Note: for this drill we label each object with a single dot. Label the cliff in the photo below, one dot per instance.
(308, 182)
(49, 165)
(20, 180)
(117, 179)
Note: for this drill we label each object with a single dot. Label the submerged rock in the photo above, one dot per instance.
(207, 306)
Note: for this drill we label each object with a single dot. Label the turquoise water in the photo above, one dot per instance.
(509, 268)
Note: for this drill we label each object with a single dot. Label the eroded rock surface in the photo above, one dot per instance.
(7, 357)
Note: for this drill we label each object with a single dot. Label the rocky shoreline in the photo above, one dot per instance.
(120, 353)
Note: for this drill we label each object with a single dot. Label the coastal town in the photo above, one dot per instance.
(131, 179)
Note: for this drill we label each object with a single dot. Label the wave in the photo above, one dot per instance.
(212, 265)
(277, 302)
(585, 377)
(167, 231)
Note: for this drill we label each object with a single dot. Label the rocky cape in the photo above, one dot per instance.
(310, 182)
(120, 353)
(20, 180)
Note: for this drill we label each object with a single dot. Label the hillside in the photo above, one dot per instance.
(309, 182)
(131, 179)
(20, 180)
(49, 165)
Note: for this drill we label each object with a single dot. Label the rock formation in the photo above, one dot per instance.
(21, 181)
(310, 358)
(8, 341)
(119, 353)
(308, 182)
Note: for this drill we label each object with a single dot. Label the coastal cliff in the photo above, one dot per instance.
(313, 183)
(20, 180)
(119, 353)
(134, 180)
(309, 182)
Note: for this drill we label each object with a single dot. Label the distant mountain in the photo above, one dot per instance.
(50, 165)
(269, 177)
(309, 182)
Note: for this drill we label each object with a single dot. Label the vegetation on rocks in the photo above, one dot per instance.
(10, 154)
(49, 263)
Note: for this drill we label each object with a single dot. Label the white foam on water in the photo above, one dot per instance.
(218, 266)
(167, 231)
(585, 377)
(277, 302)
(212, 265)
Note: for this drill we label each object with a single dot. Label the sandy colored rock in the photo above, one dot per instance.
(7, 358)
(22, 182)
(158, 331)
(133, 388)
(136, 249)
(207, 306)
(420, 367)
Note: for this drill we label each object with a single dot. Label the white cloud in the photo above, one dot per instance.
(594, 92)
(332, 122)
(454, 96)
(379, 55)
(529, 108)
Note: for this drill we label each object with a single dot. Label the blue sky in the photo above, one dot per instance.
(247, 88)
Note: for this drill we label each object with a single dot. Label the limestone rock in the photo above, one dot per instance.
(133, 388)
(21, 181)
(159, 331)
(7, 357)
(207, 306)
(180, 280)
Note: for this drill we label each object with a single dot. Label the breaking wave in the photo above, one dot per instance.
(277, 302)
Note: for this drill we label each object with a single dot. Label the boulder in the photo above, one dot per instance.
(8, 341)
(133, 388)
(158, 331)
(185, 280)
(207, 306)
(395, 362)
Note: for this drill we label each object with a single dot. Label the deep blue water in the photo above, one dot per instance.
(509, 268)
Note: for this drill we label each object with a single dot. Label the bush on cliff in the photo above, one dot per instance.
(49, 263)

________________________

**Exercise instructions:** Extract all of the data above and output it character for character.

**The solution:**
Note: for this drill we label each object with a single dot. Label the cliff in the photo below, one dot per instance.
(308, 182)
(49, 165)
(20, 180)
(117, 179)
Note: for this drill we label each object with a single dot. Label the submerged rock in the photo above, one dot per instance.
(207, 306)
Note: for this drill we label each object with a single dot. Label the turquoise water in the photo above, one dot per instance.
(509, 268)
Note: for this drill we label each object with a single dot. Label the eroded rock surface in the photo above, one dot per instance.
(7, 357)
Note: for this drill we label each object with a single dot. Label the rocky shoreline in the photo above, one dot per instance.
(120, 353)
Note: for this drill we label each object with a single dot. Label the coastal town in the photo above, one dot per instance.
(131, 179)
Note: for this drill we label each object with a single dot. Label the wave in the photo above, one dot per instance.
(212, 265)
(277, 302)
(585, 377)
(167, 231)
Note: for this drill we label each object with a single dot. Label the rocky cape in the photo above, one dot per instance.
(310, 182)
(120, 353)
(20, 180)
Note: for this drill we label each object with a single dot. Label the hillside in the photo above, one dot per instance.
(309, 182)
(131, 179)
(20, 180)
(49, 165)
Note: for this drill we label each object with a single dot. Label the rock formation in the photo above, one dot per instance.
(21, 181)
(310, 358)
(8, 341)
(119, 353)
(308, 182)
Note: for this drill we label each object with a single dot. Label the coastal cliff in the photo above, one dot per instance.
(313, 183)
(20, 180)
(119, 353)
(134, 180)
(309, 182)
Note: for this drill we label each object with a single dot. Label the distant mountain in the photo above, one dot per instance.
(50, 165)
(269, 177)
(309, 182)
Note: for this drill we label each object with a single dot. Label the vegetation on rocks in the photo above, one dot per instance.
(10, 154)
(49, 263)
Note: for this drill we label each object with a single dot. Label the white foam on water in the photo above, one dot per instance.
(218, 266)
(167, 231)
(585, 377)
(277, 302)
(212, 265)
Note: for this drill we label each object with a single dot. Label the sandy colored rock in the photo above, one dot per instance.
(7, 358)
(22, 182)
(158, 331)
(133, 388)
(136, 249)
(207, 306)
(420, 367)
Note: for this drill we label each object with a single dot. Label the white cloud in the photo above, one dot per instance.
(594, 92)
(332, 122)
(454, 96)
(379, 55)
(529, 108)
Note: for this drill we label each object with a single dot. Label the blue sky in the photo above, one dot per instance.
(247, 88)
Note: for this drill we label each object with a single dot. Label the limestone rock in the photo above, one dot per instance.
(133, 388)
(21, 181)
(159, 331)
(7, 357)
(207, 306)
(180, 280)
Note: for this drill we label each object with a single dot. Label the breaking wave in the photo above, one dot per instance.
(277, 302)
Note: for this drill we label each object with a single dot. Label the boulder in the photo above, one dot per instance.
(8, 341)
(133, 388)
(158, 331)
(185, 280)
(207, 306)
(395, 362)
Note: for this drill we label each object with a single dot. Label the deep blue water in the photo above, one dot per instance.
(509, 268)
Note: for this drill we label each object with a single dot. Label the bush on cliff in the photo above, one dot per instance.
(49, 263)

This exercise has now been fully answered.